**Tarefa proposta**
Coloque numa lista numerada as linhas da listagem, desde o início até a linha que contém "column 116, row 16", inclusive, deixando de fora as linhas em branco.

◆ ◆ ◆ ◆

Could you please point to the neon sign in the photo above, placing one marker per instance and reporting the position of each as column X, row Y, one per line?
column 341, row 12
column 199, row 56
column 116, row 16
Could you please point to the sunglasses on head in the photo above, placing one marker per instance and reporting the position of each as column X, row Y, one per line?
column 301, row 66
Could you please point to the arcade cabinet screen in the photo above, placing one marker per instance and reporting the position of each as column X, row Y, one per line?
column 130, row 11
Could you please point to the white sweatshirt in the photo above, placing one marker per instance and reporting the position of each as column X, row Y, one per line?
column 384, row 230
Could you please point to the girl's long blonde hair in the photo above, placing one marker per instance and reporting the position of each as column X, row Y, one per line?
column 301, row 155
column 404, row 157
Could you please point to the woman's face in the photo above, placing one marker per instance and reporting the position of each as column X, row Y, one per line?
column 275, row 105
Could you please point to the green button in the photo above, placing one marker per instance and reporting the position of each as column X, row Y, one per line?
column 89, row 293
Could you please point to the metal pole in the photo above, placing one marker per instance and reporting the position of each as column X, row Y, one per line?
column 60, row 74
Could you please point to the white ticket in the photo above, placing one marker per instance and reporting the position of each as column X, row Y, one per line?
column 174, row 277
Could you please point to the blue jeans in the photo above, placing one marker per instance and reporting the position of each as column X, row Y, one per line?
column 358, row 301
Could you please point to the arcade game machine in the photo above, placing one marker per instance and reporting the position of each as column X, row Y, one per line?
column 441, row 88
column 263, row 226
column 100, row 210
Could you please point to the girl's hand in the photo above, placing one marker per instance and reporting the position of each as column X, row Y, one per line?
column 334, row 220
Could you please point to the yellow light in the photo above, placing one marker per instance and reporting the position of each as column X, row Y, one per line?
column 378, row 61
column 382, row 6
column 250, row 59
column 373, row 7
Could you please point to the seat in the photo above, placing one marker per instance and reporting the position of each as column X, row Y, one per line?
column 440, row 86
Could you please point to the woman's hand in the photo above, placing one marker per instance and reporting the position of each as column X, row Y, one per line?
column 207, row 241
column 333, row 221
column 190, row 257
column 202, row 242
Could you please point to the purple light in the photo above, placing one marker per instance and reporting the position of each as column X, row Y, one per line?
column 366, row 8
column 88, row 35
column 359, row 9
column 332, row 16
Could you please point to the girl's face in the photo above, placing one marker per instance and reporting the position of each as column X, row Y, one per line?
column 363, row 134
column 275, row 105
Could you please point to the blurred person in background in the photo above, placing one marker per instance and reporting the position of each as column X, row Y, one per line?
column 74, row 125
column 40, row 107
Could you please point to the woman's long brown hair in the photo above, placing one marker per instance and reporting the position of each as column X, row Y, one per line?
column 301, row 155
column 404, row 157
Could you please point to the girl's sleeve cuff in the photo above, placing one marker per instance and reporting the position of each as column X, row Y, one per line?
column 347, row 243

◆ ◆ ◆ ◆

**Resposta correta**
1. Could you please point to the neon sign in the photo above, placing one marker per instance and reporting the position of each as column X, row Y, one per line?
2. column 341, row 12
3. column 199, row 56
4. column 116, row 16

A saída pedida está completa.